----- THE DATA -----
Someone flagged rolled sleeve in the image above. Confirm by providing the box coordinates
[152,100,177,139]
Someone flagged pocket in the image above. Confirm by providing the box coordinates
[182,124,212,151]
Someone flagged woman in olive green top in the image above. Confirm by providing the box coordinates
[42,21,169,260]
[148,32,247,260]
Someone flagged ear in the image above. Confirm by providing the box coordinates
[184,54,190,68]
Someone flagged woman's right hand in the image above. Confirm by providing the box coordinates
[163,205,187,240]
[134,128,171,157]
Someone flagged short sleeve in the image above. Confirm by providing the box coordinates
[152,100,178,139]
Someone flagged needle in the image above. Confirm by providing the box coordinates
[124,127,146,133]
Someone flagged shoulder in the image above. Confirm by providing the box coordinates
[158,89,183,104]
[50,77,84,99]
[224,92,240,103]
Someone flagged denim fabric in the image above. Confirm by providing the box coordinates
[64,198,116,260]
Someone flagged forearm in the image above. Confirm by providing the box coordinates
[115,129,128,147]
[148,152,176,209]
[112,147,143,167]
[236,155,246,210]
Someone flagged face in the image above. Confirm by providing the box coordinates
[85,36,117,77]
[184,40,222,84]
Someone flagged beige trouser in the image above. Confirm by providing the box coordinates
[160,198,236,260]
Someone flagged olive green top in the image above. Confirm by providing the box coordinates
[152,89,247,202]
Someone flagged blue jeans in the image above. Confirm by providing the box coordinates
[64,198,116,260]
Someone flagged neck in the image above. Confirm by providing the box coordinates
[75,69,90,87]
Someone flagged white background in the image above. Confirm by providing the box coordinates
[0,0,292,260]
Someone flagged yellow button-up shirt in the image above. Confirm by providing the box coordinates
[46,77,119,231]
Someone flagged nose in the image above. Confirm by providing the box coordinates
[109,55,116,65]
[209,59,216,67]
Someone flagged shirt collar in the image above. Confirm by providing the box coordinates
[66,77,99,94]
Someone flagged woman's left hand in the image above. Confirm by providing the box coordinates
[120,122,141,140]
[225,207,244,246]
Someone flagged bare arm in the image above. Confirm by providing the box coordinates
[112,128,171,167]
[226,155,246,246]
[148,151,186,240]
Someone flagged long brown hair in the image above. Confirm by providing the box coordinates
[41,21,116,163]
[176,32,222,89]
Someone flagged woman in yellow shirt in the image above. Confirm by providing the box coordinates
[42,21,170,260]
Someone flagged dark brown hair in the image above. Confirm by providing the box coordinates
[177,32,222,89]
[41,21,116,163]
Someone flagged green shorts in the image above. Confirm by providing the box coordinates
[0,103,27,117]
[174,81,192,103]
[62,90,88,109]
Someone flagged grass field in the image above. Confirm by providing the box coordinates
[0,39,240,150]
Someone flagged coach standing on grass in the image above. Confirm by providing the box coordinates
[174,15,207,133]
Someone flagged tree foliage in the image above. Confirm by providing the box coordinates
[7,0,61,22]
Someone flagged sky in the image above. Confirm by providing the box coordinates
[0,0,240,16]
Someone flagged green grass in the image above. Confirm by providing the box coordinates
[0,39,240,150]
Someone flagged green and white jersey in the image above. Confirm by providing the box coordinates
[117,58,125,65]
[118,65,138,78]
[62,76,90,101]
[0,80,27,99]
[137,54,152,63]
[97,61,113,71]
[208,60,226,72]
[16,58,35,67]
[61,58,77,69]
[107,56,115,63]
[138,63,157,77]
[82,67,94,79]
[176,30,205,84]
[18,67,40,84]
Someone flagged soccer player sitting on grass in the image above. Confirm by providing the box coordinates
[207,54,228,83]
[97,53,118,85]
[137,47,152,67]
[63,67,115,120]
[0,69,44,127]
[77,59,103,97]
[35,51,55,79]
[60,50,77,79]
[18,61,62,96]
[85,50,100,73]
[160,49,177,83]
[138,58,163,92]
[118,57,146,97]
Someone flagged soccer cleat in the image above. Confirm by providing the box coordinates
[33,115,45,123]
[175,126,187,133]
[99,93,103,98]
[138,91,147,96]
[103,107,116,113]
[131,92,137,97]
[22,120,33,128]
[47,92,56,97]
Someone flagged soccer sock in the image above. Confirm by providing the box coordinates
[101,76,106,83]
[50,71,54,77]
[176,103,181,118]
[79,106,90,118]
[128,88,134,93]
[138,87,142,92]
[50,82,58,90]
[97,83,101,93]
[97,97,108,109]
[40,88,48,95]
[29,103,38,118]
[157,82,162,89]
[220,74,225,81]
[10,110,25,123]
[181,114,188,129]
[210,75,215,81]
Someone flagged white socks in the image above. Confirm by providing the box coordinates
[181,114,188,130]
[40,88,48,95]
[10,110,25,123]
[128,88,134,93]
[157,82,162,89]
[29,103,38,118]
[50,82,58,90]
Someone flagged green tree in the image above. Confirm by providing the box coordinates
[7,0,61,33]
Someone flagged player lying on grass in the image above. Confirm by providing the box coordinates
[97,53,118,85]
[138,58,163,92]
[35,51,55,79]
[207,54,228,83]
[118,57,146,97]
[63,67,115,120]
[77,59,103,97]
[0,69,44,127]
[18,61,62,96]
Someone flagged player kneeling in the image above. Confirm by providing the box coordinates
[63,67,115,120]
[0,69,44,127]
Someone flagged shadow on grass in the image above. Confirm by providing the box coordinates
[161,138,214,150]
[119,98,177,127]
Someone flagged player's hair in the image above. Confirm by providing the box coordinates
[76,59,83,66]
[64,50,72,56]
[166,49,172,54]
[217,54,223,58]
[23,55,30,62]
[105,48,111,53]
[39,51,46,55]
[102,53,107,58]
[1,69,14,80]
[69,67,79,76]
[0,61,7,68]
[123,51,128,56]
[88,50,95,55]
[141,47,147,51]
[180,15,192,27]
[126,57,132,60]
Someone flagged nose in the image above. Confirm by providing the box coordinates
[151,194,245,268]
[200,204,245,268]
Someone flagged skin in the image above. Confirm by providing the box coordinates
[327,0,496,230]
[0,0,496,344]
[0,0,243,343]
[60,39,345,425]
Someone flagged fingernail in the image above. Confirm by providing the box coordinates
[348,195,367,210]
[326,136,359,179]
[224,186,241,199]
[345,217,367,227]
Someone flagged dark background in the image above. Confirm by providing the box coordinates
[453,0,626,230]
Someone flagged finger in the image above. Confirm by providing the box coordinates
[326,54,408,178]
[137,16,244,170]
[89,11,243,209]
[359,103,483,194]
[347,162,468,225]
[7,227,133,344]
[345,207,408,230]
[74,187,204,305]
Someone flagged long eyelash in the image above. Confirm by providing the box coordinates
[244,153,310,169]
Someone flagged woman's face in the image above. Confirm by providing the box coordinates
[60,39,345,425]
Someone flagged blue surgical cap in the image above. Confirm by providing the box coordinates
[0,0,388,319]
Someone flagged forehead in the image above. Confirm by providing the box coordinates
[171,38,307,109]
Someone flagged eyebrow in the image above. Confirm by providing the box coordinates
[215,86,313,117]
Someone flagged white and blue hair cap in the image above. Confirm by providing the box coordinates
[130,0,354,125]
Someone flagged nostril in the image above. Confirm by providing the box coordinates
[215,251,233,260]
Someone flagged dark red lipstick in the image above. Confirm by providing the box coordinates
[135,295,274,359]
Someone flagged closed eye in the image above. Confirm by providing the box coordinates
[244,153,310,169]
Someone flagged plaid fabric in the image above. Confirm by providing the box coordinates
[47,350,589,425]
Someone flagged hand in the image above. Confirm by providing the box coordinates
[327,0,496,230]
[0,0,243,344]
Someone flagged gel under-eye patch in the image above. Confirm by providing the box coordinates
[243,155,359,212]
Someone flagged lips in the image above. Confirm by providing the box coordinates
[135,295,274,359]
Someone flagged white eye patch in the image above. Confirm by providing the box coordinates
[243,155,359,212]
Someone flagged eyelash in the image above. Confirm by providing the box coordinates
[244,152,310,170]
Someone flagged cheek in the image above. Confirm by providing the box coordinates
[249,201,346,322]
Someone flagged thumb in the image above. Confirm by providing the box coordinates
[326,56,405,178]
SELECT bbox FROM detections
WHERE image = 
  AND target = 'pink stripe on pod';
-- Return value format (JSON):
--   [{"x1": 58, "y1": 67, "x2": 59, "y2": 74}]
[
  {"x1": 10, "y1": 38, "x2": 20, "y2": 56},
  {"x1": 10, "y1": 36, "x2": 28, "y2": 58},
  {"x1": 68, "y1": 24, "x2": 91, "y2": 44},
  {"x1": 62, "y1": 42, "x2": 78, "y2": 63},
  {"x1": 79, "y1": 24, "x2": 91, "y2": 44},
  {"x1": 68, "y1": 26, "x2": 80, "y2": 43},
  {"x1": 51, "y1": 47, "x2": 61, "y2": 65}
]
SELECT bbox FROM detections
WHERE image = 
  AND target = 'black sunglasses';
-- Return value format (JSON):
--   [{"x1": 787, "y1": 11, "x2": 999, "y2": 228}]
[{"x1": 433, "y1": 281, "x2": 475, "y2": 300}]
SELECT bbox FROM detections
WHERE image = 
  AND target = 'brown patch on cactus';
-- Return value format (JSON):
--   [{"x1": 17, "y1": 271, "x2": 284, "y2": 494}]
-----
BRIEF ▸
Render the stretch of the items from the very beginning through the line containing "[182,124,212,151]" as a Markdown table with columns headed No. and Line, giving each line its own numbered row and leaving out any blank lines.

TASK SOLUTION ▸
| No. | Line |
|---|---|
| 1 | Someone flagged rolled sleeve in the image above. Confirm by providing the box coordinates |
| 2 | [152,100,177,139] |
| 3 | Someone flagged pocket in the image above. Confirm by providing the box coordinates |
| 4 | [182,124,212,151] |